■ **Work required**
Reproduce the passage on high-performance CPR in full, word for word.

■ **Source passage**
= = = = = = =

High Performance CPR: Leading the Way to Better Outcomes

The heart is an incredible organ. The average American's heart will beat nearly 2.5 billion times over the course of a lifetime.1 But eventually, often prematurely and unexpectedly, it will stop. At least once per minute in the United States, a beating heart stops.2 Many are rushed to the nearest emergency department (ED), and most will never beat again.

Despite numerous updates and changes to national CPR guidelines, the published survival rate of patients with out-of-hospital cardiac arrest averages only 7.6% and has remained unchanged for 3 decades.3,4 Therefore, in June 2015, the Institute of Medicine (IOM) issued a call to improve cardiac arrest survival.5 Bentley Bobrow, MD, FACEP, et al. answered with an article in the Annals of Emergency Medicine outlining 3 specific interventions designed to improve cardiac arrest survival in any community:6

  1. Measurement
  2. Encouraging bystander CPR and 911 telecommunicator CPR programs
  3. Fostering high-performance CPR by medical professionals

The simplest of these interventions, and the area where the greatest impact can be made in the shortest period of time, is the delivery of high-performance CPR. Dr. Bobrow defines this as "the delivery of minimally interrupted chest compressions with the proper target rate, depth, and release, synchronized with appropriate ventilations and attempts at defibrillation."6 Despite the development of various gadgets to assist with this process, few have been shown to decrease mortality, and no drug has been shown to improve neurologically intact survival.7 The best thing we can do for our patients is to become more efficient at the steps we are already taking. While appropriate defibrillation receives much attention, there is room for improvement in the oft-neglected areas of chest compressions and ventilations - improvements that can save lives in our EDs today.

= = = = = = =

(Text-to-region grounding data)
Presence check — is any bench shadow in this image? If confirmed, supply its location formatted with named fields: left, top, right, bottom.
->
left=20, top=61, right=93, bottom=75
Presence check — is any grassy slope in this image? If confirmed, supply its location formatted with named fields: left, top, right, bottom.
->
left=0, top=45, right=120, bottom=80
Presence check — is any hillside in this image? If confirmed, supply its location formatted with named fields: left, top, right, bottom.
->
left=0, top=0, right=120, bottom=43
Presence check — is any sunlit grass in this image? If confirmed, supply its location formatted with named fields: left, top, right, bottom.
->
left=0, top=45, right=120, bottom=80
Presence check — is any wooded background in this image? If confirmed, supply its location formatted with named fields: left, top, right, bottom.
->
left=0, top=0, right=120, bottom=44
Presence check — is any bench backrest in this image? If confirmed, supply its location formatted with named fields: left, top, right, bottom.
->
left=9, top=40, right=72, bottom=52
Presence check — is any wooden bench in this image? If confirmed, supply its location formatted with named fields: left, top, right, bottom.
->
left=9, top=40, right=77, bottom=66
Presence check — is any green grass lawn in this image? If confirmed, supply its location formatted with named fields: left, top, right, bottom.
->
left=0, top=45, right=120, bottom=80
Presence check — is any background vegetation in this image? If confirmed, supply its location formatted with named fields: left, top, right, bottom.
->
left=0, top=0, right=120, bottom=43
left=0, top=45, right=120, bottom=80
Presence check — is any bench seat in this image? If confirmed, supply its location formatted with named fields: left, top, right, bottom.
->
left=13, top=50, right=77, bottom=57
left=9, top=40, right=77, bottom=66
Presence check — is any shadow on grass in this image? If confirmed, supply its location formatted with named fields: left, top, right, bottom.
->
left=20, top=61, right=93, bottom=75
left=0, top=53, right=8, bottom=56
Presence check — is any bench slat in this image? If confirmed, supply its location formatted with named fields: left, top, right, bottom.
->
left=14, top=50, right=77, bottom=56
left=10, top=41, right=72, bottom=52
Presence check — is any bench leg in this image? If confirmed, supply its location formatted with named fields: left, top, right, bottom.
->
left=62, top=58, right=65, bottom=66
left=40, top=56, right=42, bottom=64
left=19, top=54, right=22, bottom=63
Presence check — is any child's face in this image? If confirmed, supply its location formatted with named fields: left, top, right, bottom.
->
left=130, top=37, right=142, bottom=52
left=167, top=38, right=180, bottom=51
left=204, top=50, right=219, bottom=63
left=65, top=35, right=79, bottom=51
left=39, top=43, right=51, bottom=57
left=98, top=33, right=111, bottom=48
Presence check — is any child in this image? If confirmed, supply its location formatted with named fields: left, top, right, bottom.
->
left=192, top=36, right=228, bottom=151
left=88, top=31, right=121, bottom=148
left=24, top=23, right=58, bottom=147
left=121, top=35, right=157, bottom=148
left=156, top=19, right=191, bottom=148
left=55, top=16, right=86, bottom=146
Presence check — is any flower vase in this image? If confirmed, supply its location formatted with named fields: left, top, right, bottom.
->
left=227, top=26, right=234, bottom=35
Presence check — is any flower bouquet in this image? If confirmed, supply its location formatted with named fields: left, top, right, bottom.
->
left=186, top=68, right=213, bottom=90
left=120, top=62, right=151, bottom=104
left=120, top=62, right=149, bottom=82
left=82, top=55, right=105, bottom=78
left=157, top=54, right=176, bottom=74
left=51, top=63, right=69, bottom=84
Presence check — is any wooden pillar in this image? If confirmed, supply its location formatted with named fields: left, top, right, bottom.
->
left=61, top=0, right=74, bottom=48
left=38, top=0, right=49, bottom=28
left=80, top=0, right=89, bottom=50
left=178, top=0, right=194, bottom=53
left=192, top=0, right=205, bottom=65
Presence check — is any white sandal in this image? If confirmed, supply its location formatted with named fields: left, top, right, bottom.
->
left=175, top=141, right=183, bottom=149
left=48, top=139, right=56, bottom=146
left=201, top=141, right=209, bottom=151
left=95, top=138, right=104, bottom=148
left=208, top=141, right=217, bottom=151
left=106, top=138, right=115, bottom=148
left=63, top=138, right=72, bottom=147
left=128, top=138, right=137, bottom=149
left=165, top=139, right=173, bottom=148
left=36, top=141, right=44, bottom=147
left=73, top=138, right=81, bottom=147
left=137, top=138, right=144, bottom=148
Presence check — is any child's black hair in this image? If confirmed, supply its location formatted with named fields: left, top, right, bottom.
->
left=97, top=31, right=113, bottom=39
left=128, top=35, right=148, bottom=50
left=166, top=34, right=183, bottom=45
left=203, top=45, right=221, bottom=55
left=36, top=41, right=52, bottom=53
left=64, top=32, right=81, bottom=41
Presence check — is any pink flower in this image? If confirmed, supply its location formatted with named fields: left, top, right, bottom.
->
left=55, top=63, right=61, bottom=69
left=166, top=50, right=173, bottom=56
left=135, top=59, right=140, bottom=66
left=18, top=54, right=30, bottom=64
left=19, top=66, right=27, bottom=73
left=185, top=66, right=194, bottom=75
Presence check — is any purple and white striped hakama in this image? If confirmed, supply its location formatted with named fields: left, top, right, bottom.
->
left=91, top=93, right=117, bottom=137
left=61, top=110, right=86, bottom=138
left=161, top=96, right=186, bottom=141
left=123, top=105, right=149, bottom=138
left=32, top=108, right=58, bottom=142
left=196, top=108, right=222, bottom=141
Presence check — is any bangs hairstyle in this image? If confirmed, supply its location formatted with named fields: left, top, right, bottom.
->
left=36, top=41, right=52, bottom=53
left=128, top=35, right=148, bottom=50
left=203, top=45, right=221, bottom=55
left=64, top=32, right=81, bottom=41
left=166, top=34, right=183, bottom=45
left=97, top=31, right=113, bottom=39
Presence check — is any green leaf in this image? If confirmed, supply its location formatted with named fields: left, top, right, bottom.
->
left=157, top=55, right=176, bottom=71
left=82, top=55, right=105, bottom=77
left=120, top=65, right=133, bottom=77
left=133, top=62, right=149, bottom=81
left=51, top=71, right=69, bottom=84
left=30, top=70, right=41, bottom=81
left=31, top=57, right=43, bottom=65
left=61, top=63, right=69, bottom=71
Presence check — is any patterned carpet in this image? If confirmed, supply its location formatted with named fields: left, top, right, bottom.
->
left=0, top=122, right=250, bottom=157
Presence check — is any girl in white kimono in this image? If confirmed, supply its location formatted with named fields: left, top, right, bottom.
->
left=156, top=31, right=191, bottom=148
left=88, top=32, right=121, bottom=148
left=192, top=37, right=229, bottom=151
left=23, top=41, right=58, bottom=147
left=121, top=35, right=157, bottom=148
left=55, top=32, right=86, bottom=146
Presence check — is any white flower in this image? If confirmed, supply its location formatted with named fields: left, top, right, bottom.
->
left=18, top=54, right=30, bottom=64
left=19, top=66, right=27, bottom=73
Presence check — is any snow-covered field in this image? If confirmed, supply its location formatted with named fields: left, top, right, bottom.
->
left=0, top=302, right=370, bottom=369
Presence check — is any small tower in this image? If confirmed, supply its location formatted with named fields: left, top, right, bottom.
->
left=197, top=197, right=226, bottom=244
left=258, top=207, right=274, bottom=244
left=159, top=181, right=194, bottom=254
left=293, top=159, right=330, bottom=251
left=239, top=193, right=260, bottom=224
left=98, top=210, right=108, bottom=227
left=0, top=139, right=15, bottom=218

= = = = = = =

■ **Answer below**
High Performance CPR: Leading the Way to Better Outcomes

The heart is an incredible organ. The average American's heart will beat nearly 2.5 billion times over the course of a lifetime.1 But eventually, often prematurely and unexpectedly, it will stop. At least once per minute in the United States, a beating heart stops.2 Many are rushed to the nearest emergency department (ED), and most will never beat again.

Despite numerous updates and changes to national CPR guidelines, the published survival rate of patients with out-of-hospital cardiac arrest averages only 7.6% and has remained unchanged for 3 decades.3,4 Therefore, in June 2015, the Institute of Medicine (IOM) issued a call to improve cardiac arrest survival.5 Bentley Bobrow, MD, FACEP, et al. answered with an article in the Annals of Emergency Medicine outlining 3 specific interventions designed to improve cardiac arrest survival in any community:6

  1. Measurement
  2. Encouraging bystander CPR and 911 telecommunicator CPR programs
  3. Fostering high-performance CPR by medical professionals

The simplest of these interventions, and the area where the greatest impact can be made in the shortest period of time, is the delivery of high-performance CPR. Dr. Bobrow defines this as "the delivery of minimally interrupted chest compressions with the proper target rate, depth, and release, synchronized with appropriate ventilations and attempts at defibrillation."6 Despite the development of various gadgets to assist with this process, few have been shown to decrease mortality, and no drug has been shown to improve neurologically intact survival.7 The best thing we can do for our patients is to become more efficient at the steps we are already taking. While appropriate defibrillation receives much attention, there is room for improvement in the oft-neglected areas of chest compressions and ventilations - improvements that can save lives in our EDs today.